--- Start EXERCISE MATERIALS ---
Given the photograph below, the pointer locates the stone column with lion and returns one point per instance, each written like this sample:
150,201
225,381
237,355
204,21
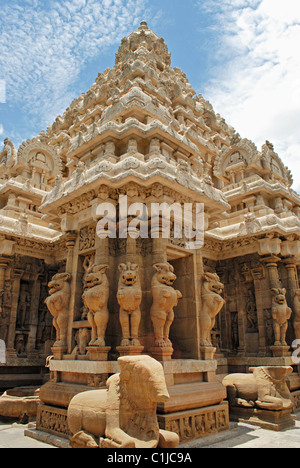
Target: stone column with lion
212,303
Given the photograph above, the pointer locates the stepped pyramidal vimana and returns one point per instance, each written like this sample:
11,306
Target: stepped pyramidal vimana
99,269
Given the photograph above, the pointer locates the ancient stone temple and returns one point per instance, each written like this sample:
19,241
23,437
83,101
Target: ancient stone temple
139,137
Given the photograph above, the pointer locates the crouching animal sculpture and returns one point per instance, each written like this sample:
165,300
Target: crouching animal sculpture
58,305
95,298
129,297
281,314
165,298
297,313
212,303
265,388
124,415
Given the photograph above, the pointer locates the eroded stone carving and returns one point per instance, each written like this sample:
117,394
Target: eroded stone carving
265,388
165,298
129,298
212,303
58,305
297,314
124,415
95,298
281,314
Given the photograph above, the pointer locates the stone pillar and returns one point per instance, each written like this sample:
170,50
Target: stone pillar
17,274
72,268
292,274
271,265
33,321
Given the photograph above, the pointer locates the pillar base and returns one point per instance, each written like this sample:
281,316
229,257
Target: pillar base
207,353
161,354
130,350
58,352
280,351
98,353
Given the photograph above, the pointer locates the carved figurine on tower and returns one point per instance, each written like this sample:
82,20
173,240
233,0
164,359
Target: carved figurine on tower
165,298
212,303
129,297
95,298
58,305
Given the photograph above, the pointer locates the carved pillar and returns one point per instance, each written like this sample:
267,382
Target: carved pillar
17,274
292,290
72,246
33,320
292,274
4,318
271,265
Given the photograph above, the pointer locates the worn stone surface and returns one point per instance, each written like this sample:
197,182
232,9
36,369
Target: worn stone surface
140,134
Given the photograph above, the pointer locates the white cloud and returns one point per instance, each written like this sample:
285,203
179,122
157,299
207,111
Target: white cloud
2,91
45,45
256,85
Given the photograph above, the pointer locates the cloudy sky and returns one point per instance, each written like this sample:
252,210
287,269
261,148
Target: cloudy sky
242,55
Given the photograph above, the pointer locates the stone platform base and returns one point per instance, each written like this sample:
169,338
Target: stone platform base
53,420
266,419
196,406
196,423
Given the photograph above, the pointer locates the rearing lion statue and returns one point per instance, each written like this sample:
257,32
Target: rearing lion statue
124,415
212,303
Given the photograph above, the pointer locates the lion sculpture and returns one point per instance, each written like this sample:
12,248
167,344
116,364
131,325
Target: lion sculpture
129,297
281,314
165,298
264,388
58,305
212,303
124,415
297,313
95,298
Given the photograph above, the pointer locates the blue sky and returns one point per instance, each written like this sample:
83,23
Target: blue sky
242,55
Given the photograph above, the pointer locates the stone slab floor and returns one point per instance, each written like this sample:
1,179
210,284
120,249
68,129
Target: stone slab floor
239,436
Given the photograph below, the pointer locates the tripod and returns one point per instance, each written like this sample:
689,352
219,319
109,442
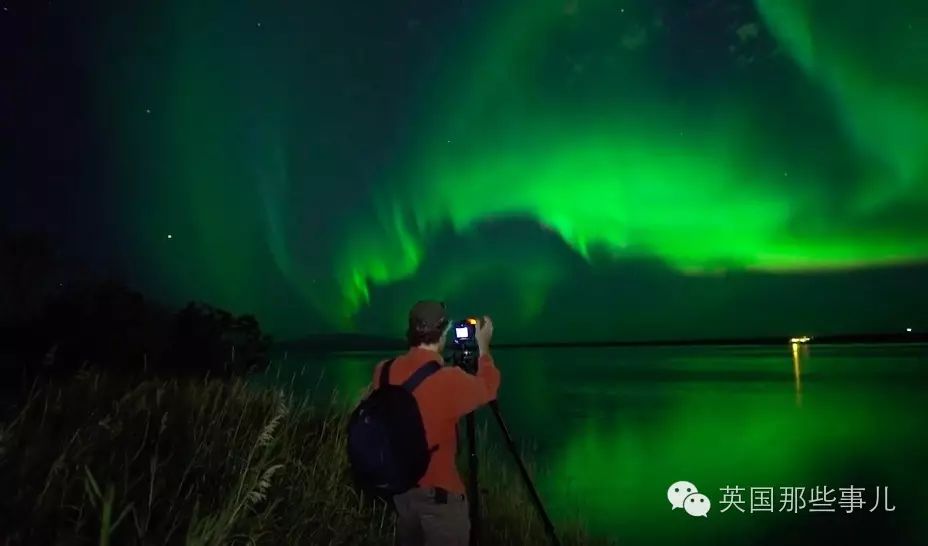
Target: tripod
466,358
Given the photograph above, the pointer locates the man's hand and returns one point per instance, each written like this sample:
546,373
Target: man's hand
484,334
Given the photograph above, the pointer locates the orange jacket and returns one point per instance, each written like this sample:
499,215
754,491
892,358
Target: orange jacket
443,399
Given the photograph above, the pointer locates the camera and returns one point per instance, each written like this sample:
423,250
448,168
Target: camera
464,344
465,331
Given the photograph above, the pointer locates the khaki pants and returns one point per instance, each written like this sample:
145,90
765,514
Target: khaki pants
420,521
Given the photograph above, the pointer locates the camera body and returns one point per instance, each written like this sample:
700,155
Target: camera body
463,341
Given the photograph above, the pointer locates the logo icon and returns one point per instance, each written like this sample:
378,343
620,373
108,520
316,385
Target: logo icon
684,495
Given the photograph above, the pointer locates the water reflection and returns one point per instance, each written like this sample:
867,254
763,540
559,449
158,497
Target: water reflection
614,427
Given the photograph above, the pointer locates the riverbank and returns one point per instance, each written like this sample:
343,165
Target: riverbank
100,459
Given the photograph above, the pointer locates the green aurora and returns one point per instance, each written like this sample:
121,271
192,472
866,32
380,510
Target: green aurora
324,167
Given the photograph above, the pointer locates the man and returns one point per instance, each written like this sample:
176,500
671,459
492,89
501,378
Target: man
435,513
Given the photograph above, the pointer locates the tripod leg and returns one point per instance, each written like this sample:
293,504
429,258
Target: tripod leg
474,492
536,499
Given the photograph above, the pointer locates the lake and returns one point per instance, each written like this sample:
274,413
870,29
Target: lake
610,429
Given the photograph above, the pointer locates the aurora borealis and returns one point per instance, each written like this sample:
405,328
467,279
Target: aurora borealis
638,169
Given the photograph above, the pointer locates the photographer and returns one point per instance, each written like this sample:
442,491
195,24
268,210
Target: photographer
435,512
--- End EXERCISE MATERIALS ---
Transcribe every row above verbatim, preserving each line and its order. Omit the pictures.

WRITTEN RESPONSE
Given the photograph below, the pointer locates the stone column with lion and returns one point per instance, each written like this sample:
150,201
225,381
237,355
204,21
Target: stone column with lion
212,303
Given the photograph above, the pointer locates the stepped pyramidal vimana and returns one point per instance, each written like this sample:
11,306
Target: stepped pyramidal vimana
99,269
Given the photograph above, the pointer locates the ancient stone temple and returns one point per instance, each written like this sample:
19,241
23,437
83,101
Target: ancient stone temple
139,137
Given the photograph above, the pointer locates the crouching animal sculpture and returns one point per instance, each written like this sample:
165,300
Target: crouching animal sculpture
58,305
95,298
129,297
281,314
165,298
297,313
212,303
265,388
124,415
Given the photograph above, the pointer locates the eroded stone carving and returns one point per instance, each written like this sample:
117,394
Target: eroded stone carving
265,388
165,298
129,298
212,303
58,305
297,314
124,415
95,298
281,314
Given the photograph above, the pointer locates the stone pillar and returns one point per instance, each written like this sample:
170,50
Target: stone pillar
17,274
72,268
292,274
271,265
33,321
Given the photograph above, the pointer locates the pillar base and returns one point per instance, each written like this sample:
281,316
229,257
Target: pillar base
207,353
161,354
130,350
58,352
280,351
98,353
Given the photograph above, the pointer locates the carved figurine on tower and returns one point per instance, each written like this sample:
82,20
173,240
233,0
164,359
Target: carved figurine on tower
165,298
212,303
129,297
95,298
58,305
Given the photograph above, the pointer locates the carved pillar and returns one point per instance, each written like this sample:
267,382
Target: carved pillar
17,274
292,290
72,246
33,320
292,274
4,318
271,265
Given the photograph above, the pointer locates the worn stone surface and returns one point per instance, each written like this sample:
197,182
232,9
36,369
Target: worn stone surface
140,134
Given the photograph above, the pointer locates the white cloud and returns one point per instance, each written like this sample:
285,203
179,122
157,299
207,111
Target: white cloud
2,91
45,45
256,85
Given the photograph above, the pointer locates the cloudy sky and returns one point per instance, each written like this sample:
252,210
287,269
261,148
Target: cloudy sky
242,55
Given the photograph above, the pointer locates the stone platform base and returns one point per instance, each written like this sample:
169,338
Target: stone platform base
53,420
266,419
196,406
196,423
Given the photograph above, the pointer locates the rearing lion statue and returns one point per instance, each written like this sample:
257,32
Target: rearing lion statue
124,415
212,303
Given the photograph above, the pointer locates the lion sculpture and returns one point per instance, each written like this sample:
12,248
167,344
116,364
131,325
Target: lion sculpture
129,297
281,314
165,298
264,388
58,305
212,303
124,415
297,313
95,298
Given the photograph above, the pointer locates the blue sky and returns one point per instance, each written like this sample:
83,23
Target: blue sky
242,55
Given the photograph above, the pointer locates the stone slab floor and returns one point per instance, each written like this sample:
1,179
210,284
120,249
68,129
Target: stone slab floor
239,436
Given the photograph below, the pointer locates the tripod and returns one point per instance, each written like this sample:
689,352
219,319
109,442
Target: tripod
466,358
Given the photograph above, the pointer locates the man's hand and returns one point per instance, each written like this sample:
546,373
Target: man's hand
484,334
Given the photograph above, the pointer locates the orange jacket and returns one point per instance, each written like this sample:
499,215
754,491
892,358
Target: orange jacket
443,399
Given the photograph above, the pointer locates the camera and returns one point per instance, each written like this sample:
423,250
448,168
Target: camera
464,344
465,331
Given the photograph above, the pointer locates the khaki pants and returns one point per instance, each written like this sample:
145,90
765,514
Target: khaki pants
420,521
Given the photograph above, the pointer locates the camera body and returns one point per instance, each written like this sample:
700,155
Target: camera body
463,341
Given the photograph above, the pointer locates the logo icon and returns one point per instance, each written like this sample:
378,343
620,373
108,520
316,385
Target: logo icon
684,495
Given the photograph above, the pointer locates the water reflection and returns one point per instance, each written like this sample:
867,254
763,540
559,449
158,497
Target: water reflection
614,427
Given the photograph above, the pointer locates the riverbank and returns one point per instance, each written like this sample:
343,165
Target: riverbank
100,459
Given the photograph above, the pointer locates the green aurora and returns one point per instance, each written like this sample:
121,271
192,472
866,32
380,510
Target: green aurora
324,167
Given the photograph above, the pointer locates the man and returns one point per instance, each written like this sample:
176,500
671,459
492,89
501,378
Target: man
435,513
Given the photograph above, the pointer locates the tripod leg and returns one point per instance, each written like this sample:
293,504
429,258
Target: tripod leg
474,492
536,499
Given the photograph above, the pointer locates the lake and returns one point per instance, each written like this sample:
274,413
870,29
Target: lake
610,429
Given the photograph above, the pointer locates the aurora borealis and returns one point per instance, each written like this sample:
405,328
467,279
Target: aurora borealis
638,169
Given the photograph above, the pointer locates the photographer and returns one point per instance, each written like this sample:
442,491
195,24
268,210
Target: photographer
435,512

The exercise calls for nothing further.